--- BEGIN Given data ---

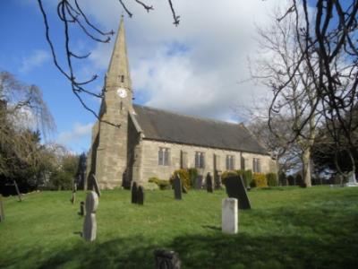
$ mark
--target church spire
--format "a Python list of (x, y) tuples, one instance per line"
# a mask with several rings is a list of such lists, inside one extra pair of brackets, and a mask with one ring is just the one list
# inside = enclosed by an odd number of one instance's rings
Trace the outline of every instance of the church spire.
[(115, 48), (107, 72), (107, 87), (122, 87), (128, 90), (131, 90), (132, 88), (123, 15), (121, 17)]

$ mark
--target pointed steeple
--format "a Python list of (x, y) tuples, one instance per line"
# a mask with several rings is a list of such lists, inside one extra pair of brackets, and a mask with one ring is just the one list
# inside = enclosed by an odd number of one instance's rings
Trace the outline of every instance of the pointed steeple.
[(128, 90), (132, 88), (123, 15), (107, 72), (107, 87), (122, 87)]

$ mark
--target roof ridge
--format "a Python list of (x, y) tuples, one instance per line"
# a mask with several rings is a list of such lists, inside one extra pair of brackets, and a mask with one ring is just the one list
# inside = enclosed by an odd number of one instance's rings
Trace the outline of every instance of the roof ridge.
[(153, 109), (153, 110), (157, 110), (157, 111), (163, 111), (163, 112), (166, 112), (166, 113), (170, 113), (170, 114), (174, 114), (174, 115), (177, 115), (177, 116), (181, 116), (181, 117), (191, 117), (191, 118), (198, 119), (198, 120), (211, 121), (211, 122), (215, 122), (215, 123), (221, 123), (221, 124), (226, 124), (226, 125), (231, 125), (231, 126), (236, 126), (238, 127), (243, 127), (243, 126), (245, 127), (243, 123), (231, 123), (231, 122), (219, 120), (219, 119), (209, 118), (209, 117), (195, 117), (195, 116), (192, 116), (192, 115), (182, 114), (180, 112), (176, 112), (176, 111), (173, 111), (173, 110), (157, 108), (148, 107), (148, 106), (143, 106), (143, 105), (139, 105), (139, 104), (133, 104), (133, 107), (141, 107), (141, 108), (144, 108)]

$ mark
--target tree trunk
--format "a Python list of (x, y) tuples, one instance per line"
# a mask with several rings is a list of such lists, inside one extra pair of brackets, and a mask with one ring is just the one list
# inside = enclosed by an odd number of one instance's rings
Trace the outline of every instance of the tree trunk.
[(306, 187), (311, 187), (311, 147), (305, 149), (303, 153), (303, 176)]

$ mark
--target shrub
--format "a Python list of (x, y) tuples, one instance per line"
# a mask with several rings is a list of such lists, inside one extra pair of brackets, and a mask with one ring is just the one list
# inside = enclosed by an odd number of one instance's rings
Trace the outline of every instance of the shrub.
[(170, 188), (170, 182), (169, 180), (159, 179), (156, 177), (150, 178), (148, 182), (157, 184), (160, 189), (168, 189)]
[(188, 190), (191, 187), (191, 178), (189, 178), (188, 169), (177, 169), (175, 170), (172, 177), (170, 178), (170, 184), (173, 186), (174, 178), (176, 175), (179, 175), (182, 186), (184, 189)]
[(188, 169), (189, 172), (189, 178), (192, 187), (195, 186), (195, 179), (199, 176), (198, 169), (196, 168), (191, 168)]
[(278, 185), (277, 175), (276, 173), (267, 173), (266, 178), (269, 187), (276, 187)]
[(268, 187), (268, 180), (265, 174), (253, 173), (252, 184), (256, 187)]

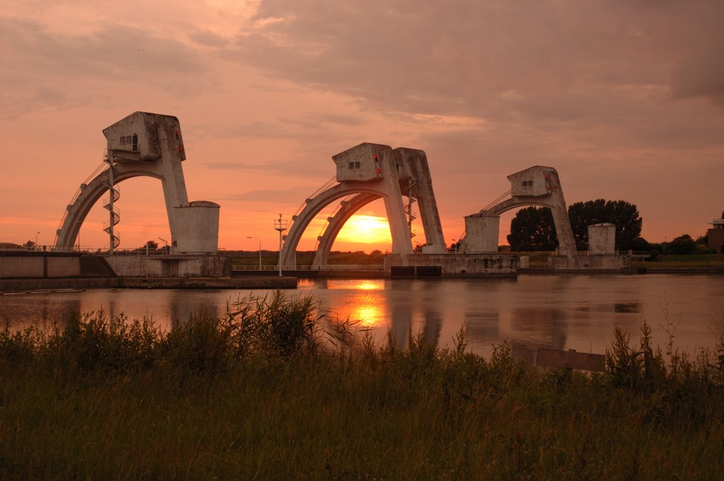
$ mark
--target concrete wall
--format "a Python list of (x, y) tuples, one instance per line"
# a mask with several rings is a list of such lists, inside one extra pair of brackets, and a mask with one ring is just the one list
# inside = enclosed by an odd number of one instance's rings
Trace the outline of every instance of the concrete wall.
[(48, 277), (77, 277), (80, 275), (80, 257), (46, 257)]
[(42, 254), (0, 255), (0, 278), (77, 277), (80, 275), (78, 255), (56, 256)]
[(500, 217), (473, 214), (465, 218), (466, 254), (497, 252)]
[(722, 246), (724, 245), (724, 229), (710, 229), (707, 231), (709, 239), (709, 247), (717, 251), (717, 254), (724, 254)]
[(104, 257), (116, 274), (124, 277), (219, 277), (231, 270), (231, 258), (226, 255)]
[(0, 257), (0, 277), (43, 277), (41, 257)]
[(614, 254), (616, 252), (616, 226), (607, 222), (589, 226), (589, 252)]
[(548, 267), (552, 269), (602, 269), (618, 270), (631, 266), (631, 257), (628, 255), (551, 255)]
[(216, 253), (219, 250), (219, 204), (197, 200), (174, 208), (177, 254)]
[(510, 255), (415, 254), (384, 256), (384, 270), (392, 266), (442, 268), (442, 277), (515, 277), (518, 257)]

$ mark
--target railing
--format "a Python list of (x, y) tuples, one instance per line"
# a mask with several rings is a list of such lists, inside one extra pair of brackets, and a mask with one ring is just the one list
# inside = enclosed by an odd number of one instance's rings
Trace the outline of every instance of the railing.
[[(259, 268), (258, 265), (232, 265), (232, 271), (279, 271), (277, 265), (262, 265)], [(282, 271), (369, 271), (382, 272), (384, 271), (384, 266), (380, 264), (359, 264), (359, 265), (297, 265), (295, 267), (282, 267)]]

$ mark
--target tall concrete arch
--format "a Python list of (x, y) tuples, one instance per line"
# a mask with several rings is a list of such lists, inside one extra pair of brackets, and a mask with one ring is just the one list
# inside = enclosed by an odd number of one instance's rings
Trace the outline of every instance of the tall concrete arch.
[(81, 184), (56, 232), (55, 249), (70, 250), (90, 209), (114, 184), (138, 176), (161, 180), (173, 252), (216, 252), (219, 205), (189, 203), (181, 162), (186, 158), (178, 119), (134, 112), (103, 131), (109, 168)]
[[(411, 233), (402, 197), (406, 195), (418, 203), (425, 238), (430, 252), (443, 252), (445, 240), (437, 206), (432, 191), (427, 158), (422, 150), (397, 148), (388, 145), (363, 143), (332, 157), (337, 165), (337, 184), (307, 199), (306, 205), (298, 216), (292, 217), (289, 231), (279, 256), (286, 268), (296, 265), (296, 250), (309, 223), (322, 209), (335, 200), (353, 194), (355, 202), (331, 223), (321, 237), (316, 257), (316, 265), (326, 263), (329, 251), (340, 230), (362, 205), (374, 199), (382, 198), (392, 238), (392, 253), (402, 255), (413, 253)], [(366, 201), (362, 203), (362, 200)], [(356, 207), (353, 207), (356, 206)], [(326, 252), (326, 255), (324, 252)]]
[(550, 208), (553, 215), (559, 253), (568, 257), (574, 255), (576, 242), (556, 170), (535, 166), (511, 174), (508, 178), (510, 181), (510, 199), (465, 218), (466, 236), (460, 245), (461, 252), (497, 252), (500, 214), (518, 207), (539, 205)]

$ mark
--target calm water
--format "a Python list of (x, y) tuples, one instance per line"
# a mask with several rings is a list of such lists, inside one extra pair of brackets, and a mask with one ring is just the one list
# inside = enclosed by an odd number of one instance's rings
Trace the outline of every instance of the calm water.
[[(167, 328), (198, 311), (223, 312), (228, 302), (266, 291), (99, 289), (0, 296), (0, 318), (17, 327), (62, 320), (102, 308), (110, 315), (153, 317)], [(536, 347), (603, 353), (618, 325), (638, 339), (646, 320), (663, 349), (690, 354), (713, 348), (724, 325), (724, 278), (716, 276), (520, 276), (505, 280), (300, 280), (292, 296), (314, 294), (333, 317), (360, 320), (382, 341), (409, 333), (450, 346), (463, 323), (468, 346), (487, 355), (507, 342), (531, 357)]]

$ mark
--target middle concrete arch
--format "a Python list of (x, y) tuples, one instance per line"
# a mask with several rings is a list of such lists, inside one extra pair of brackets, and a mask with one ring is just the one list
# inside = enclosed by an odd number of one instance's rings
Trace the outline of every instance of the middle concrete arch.
[(361, 208), (379, 198), (380, 196), (376, 194), (365, 193), (358, 194), (346, 202), (342, 201), (344, 205), (333, 217), (328, 219), (329, 224), (319, 238), (319, 245), (314, 254), (312, 265), (316, 267), (327, 265), (334, 240), (337, 239), (337, 236), (347, 221)]
[(500, 214), (516, 207), (540, 205), (550, 208), (553, 215), (559, 253), (569, 257), (573, 256), (576, 252), (576, 242), (556, 170), (552, 167), (534, 166), (511, 174), (508, 178), (510, 181), (511, 198), (465, 218), (466, 236), (461, 251), (497, 252)]
[(394, 150), (388, 145), (363, 143), (332, 157), (337, 165), (338, 184), (322, 192), (306, 205), (298, 216), (292, 218), (289, 233), (279, 255), (280, 265), (296, 266), (297, 245), (302, 234), (324, 207), (337, 199), (357, 194), (349, 205), (344, 205), (331, 221), (319, 239), (315, 265), (327, 262), (332, 244), (344, 224), (354, 213), (369, 202), (382, 198), (392, 238), (392, 254), (406, 256), (413, 253), (411, 224), (402, 197), (406, 195), (418, 203), (426, 245), (424, 252), (444, 252), (445, 239), (437, 206), (432, 190), (432, 180), (427, 158), (422, 150), (400, 148)]
[[(374, 196), (374, 198), (382, 197), (385, 200), (385, 208), (388, 204), (394, 204), (397, 200), (400, 203), (399, 215), (397, 216), (397, 224), (404, 225), (404, 217), (403, 216), (402, 197), (390, 199), (386, 192), (381, 192), (380, 185), (376, 184), (369, 184), (366, 182), (345, 182), (337, 184), (333, 187), (328, 189), (313, 199), (307, 199), (307, 205), (302, 209), (302, 211), (292, 218), (292, 224), (289, 229), (289, 232), (284, 237), (284, 245), (282, 247), (282, 253), (279, 262), (282, 267), (294, 268), (297, 264), (297, 246), (302, 238), (302, 234), (309, 226), (314, 217), (319, 214), (322, 209), (332, 203), (335, 200), (352, 194), (359, 194), (361, 195)], [(370, 200), (370, 202), (371, 200)], [(390, 218), (390, 209), (387, 210), (388, 219)], [(395, 213), (392, 213), (395, 216)], [(351, 214), (350, 216), (351, 216)], [(341, 229), (341, 226), (340, 226)], [(392, 237), (392, 251), (400, 254), (412, 254), (412, 242), (409, 234), (407, 234), (403, 229), (392, 229), (392, 222), (390, 222), (390, 233)], [(408, 247), (409, 246), (409, 247)]]

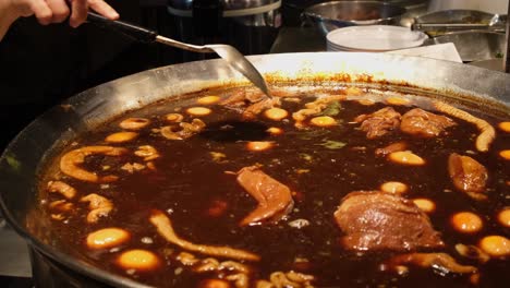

--- END Given data ---

**Aim**
Please render the stretch from the start of the listing through the line containing "108), (144, 108)]" as a JSON list of strings, one per line, skipping blank lines and leaving out the pictures.

**Worked solution**
[
  "$ mark",
  "--target church spire",
  "--format \"a Python list of (x, y) tuples, one instance per line\"",
  "# a mask with several rings is a list of such lists, inside one extra pair of brackets, and a mask with one ring is just the one list",
  "# inside = enclosed by an odd number of one instance's rings",
  "Trace the outline of every instance of the church spire.",
  "[(115, 48), (107, 72), (107, 87), (122, 87), (128, 90), (131, 90), (132, 88), (123, 15), (121, 17)]",
  "$ mark",
  "--target pointed steeple",
  "--format \"a Python list of (x, y) tuples, one instance per line\"",
  "# a mask with several rings is a list of such lists, inside one extra pair of brackets, and a mask with one ring is just the one list",
  "# inside = enclosed by an odd number of one instance's rings",
  "Trace the outline of every instance of the pointed steeple.",
  "[(128, 90), (132, 88), (123, 15), (107, 72), (107, 87), (122, 87)]",
  "$ mark",
  "--target roof ridge",
  "--format \"a Python list of (x, y) tuples, one instance per line\"",
  "# a mask with several rings is a list of such lists, inside one extra pair of brackets, and a mask with one ring is just the one list",
  "# inside = enclosed by an odd number of one instance's rings",
  "Trace the outline of every instance of the roof ridge.",
  "[(153, 109), (153, 110), (157, 110), (157, 111), (163, 111), (163, 112), (166, 112), (166, 113), (170, 113), (170, 114), (174, 114), (174, 115), (177, 115), (177, 116), (181, 116), (181, 117), (191, 117), (191, 118), (198, 119), (198, 120), (211, 121), (211, 122), (215, 122), (215, 123), (221, 123), (221, 124), (226, 124), (226, 125), (231, 125), (231, 126), (236, 126), (238, 127), (243, 127), (243, 126), (245, 127), (243, 123), (231, 123), (231, 122), (219, 120), (219, 119), (209, 118), (209, 117), (195, 117), (195, 116), (192, 116), (192, 115), (182, 114), (180, 112), (176, 112), (176, 111), (173, 111), (173, 110), (157, 108), (148, 107), (148, 106), (143, 106), (143, 105), (139, 105), (139, 104), (133, 104), (133, 107), (141, 107), (141, 108), (144, 108)]"
]